- _Description of the task_:
In the text about the Heul Girl, translate this sentence into German: "Isotope research on her teeth showed that the decedent probably lived between the Ruhr and Eifel regions of Germany for the first seven years of her life."

- _Document passage_:

+ + + + +

The Heul Girl was a murder victim, found on October 24, 1976 at the former parking De Heul on the A12, in Maarsbergen, Netherlands. Her identity has never been established.
Case summary:
For a long time, it was assumed that the naked, leaf-covered body belonged to a missing 18-year-old girl from a neighboring village. However, said girl, now an adult, reported to the police in 2006, and that theory was dismissed. Based on later research on the epiphyseal plates, the Heul Girl would've been 13-to-15 years old at the time of death, putting her date of birth between 1960 and 1964. Isotope research on her teeth showed that the decedent probably lived between the Ruhr and Eifel regions of Germany for the first seven years of her life. Around 1975, the child must've been in East Germany or elsewhere in Eastern Europe. The year prior to her death, she supposedly stayed in either West Germany or the Netherlands. In that year, the girl received particularly poor nutrition, which may indicate extreme poverty or a possible kidnapping. In 2012, a witness stated that in 1976, the girl was seen being "thrown out" by two men between the ages of 30 and 40, which was seen by multiple people. In 2013, both the Opsporing Verzocht program and the German variant Aktenzeichen XY ... ungelöst aired episodes on the case. In 2016, the German judiciary gave permission to start a large-scale investigation based on the DNA. This a joint operation by both countries, in which DNA databases from both countries will be utilised. At the end of 2018, the Utrecht police confirmed that DNA testing hasn't started yet.

+ + + + +

- _Data excerpts_:

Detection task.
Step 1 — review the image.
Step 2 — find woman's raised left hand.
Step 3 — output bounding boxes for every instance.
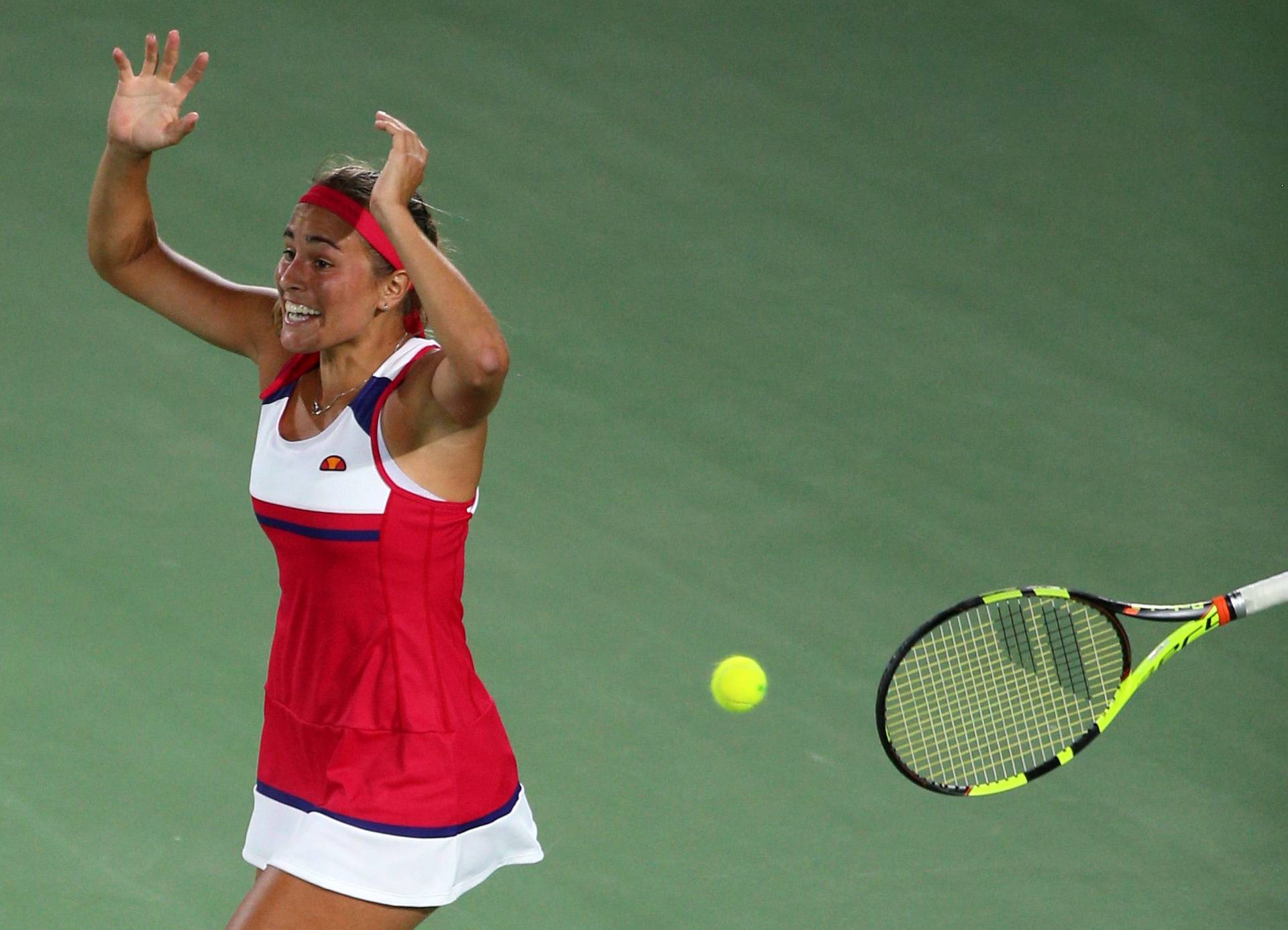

+ + + + +

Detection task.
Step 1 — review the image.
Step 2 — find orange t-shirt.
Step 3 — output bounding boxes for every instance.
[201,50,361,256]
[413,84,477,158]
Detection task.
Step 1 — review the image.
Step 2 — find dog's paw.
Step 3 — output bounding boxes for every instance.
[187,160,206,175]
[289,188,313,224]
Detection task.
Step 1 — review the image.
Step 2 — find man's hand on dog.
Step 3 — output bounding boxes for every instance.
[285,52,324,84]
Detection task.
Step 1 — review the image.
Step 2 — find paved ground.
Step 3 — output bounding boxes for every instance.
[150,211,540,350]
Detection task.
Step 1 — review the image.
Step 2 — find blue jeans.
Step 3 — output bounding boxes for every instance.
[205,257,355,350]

+ + + + +

- _Final answer_:
Isotopenuntersuchungen an ihren Zähnen zeigten, dass die Verstorbene in den ersten sieben Jahren ihres Lebens wahrscheinlich zwischen dem Ruhrgebiet und der Eifel in Deutschland gelebt hat.